» **Task brief**:
Exactly and only the lines from the one containing "Look at the photo above. For each instance of the white" through the close of the entries below are to be set down.

» **Recorded data**:
────────────────────────────────────────

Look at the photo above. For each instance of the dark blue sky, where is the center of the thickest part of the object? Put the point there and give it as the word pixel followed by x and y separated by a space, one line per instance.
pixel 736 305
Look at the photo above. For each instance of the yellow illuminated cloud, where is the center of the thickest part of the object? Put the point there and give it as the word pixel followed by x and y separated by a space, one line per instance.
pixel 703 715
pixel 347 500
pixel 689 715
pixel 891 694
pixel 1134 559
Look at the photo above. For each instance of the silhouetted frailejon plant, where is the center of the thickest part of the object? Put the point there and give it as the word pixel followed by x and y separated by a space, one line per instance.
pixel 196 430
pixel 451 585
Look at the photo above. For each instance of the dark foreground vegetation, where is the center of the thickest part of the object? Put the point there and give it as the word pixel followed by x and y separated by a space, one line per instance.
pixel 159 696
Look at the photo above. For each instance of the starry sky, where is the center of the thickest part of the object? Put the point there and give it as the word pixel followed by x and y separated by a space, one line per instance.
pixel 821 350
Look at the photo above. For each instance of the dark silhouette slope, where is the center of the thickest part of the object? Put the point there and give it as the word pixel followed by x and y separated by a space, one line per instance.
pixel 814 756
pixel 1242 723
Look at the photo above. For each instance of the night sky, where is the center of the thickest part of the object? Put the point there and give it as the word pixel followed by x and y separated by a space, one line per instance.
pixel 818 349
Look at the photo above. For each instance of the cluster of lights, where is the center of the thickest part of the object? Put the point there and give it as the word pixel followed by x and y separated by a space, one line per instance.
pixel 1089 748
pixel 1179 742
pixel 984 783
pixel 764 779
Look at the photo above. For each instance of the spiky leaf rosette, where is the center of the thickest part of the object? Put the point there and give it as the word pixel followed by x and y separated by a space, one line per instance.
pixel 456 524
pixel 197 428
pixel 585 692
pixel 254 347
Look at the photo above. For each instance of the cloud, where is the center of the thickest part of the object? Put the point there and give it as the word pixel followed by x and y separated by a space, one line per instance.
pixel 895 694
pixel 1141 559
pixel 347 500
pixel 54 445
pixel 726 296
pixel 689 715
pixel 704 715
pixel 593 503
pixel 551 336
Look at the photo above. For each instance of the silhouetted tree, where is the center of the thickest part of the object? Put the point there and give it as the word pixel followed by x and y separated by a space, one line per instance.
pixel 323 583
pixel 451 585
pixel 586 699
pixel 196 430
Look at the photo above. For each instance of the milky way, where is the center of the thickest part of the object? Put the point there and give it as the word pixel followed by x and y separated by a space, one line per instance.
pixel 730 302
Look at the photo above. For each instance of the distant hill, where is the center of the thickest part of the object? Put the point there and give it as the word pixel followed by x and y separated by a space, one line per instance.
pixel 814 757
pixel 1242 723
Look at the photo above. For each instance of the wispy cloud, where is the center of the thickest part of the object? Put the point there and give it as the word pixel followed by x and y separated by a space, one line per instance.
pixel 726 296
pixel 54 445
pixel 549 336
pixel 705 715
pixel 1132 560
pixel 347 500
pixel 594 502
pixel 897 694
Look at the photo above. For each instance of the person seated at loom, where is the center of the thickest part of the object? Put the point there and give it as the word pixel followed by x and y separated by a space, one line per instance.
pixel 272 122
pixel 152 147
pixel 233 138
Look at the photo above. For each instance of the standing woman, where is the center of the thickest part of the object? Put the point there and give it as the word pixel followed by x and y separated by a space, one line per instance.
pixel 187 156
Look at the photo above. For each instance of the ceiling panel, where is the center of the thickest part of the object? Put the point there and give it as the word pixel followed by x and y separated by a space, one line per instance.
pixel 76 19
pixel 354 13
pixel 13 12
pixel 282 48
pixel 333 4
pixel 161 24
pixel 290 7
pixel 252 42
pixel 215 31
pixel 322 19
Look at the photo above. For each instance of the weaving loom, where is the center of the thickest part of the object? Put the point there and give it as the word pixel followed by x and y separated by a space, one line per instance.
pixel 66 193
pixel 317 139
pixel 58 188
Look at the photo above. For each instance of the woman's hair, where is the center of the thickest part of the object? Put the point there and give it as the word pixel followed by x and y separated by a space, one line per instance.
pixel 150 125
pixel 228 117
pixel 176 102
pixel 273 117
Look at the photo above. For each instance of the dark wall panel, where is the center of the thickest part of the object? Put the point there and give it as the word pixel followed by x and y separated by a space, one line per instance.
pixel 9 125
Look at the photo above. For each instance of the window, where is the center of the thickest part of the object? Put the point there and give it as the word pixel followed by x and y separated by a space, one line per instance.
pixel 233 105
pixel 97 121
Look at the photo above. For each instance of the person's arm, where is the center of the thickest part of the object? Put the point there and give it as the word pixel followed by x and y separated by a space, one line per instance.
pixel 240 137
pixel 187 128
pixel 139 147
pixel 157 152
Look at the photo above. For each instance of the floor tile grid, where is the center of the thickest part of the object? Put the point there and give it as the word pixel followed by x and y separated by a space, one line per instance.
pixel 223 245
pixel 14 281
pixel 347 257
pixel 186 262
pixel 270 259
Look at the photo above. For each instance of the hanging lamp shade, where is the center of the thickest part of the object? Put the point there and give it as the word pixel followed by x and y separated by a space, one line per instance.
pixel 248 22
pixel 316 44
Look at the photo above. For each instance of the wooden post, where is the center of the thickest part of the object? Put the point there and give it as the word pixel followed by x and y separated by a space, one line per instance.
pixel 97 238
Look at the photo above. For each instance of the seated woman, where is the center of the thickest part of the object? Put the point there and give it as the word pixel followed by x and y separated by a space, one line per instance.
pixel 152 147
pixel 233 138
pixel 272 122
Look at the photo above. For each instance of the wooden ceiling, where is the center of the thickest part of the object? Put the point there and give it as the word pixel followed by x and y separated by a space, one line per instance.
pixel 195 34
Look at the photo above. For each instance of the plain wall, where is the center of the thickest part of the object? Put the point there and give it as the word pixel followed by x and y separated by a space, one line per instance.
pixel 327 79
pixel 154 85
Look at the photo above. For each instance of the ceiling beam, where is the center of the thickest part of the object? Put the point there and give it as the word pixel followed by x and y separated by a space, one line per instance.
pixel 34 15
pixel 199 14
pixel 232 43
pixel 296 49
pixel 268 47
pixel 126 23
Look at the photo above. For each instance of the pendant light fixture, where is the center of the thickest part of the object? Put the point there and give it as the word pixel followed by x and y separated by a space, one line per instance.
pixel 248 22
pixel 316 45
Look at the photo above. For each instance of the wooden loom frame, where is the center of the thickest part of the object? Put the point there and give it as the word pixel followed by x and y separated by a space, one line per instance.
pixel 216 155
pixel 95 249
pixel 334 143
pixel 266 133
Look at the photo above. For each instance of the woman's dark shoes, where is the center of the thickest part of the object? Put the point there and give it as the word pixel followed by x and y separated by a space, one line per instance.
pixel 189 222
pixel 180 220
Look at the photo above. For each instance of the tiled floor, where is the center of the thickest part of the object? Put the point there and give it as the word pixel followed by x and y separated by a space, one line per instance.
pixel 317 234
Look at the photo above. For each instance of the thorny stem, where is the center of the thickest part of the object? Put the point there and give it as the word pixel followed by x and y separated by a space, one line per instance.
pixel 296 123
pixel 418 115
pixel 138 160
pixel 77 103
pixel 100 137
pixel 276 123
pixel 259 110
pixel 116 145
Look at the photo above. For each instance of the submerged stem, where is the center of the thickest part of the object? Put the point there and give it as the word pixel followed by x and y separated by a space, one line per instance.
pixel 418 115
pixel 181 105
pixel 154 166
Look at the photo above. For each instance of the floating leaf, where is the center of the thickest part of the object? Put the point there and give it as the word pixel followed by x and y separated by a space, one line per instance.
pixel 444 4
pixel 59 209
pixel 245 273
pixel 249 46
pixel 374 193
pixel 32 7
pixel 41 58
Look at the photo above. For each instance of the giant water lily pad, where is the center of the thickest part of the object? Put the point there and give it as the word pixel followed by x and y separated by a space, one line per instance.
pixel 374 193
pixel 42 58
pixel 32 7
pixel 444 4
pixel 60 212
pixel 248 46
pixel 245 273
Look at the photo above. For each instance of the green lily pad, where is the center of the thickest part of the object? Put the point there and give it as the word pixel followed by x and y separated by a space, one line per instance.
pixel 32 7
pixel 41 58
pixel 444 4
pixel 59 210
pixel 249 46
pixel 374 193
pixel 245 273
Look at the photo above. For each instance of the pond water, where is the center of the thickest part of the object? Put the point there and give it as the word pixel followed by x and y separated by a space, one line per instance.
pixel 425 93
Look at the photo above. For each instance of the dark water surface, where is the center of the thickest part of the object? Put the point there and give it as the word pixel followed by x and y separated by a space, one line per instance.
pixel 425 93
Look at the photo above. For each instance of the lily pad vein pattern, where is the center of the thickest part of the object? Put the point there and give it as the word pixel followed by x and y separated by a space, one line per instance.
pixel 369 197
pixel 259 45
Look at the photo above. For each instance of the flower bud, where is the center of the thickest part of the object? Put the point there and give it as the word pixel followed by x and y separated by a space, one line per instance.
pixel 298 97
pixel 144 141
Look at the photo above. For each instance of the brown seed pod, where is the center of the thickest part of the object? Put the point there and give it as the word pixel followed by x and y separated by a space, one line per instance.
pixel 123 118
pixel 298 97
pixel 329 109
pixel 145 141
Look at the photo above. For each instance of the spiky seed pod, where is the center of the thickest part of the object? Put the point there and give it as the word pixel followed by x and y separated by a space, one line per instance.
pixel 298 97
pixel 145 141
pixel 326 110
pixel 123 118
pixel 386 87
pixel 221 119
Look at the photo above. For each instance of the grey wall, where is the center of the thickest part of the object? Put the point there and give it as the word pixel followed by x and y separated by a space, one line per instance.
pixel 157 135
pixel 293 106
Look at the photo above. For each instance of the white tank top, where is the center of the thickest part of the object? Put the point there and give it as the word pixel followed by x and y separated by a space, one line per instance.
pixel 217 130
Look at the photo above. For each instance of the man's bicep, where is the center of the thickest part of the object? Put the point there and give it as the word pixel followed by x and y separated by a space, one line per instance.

────────────────────────────────────────

» **Solved problem**:
Look at the photo above. For each instance of the white tank top, where is the center of the thickest part of the object? Put the point there and give it as the word pixel followed by x and y separated by a space, one line per instance.
pixel 217 130
Look at the photo above. For each instance of the man's bicep, where is the center of the thickest part of the object? Put the point there and give it as the word pixel followed by x and y separated by a space, one line per instance.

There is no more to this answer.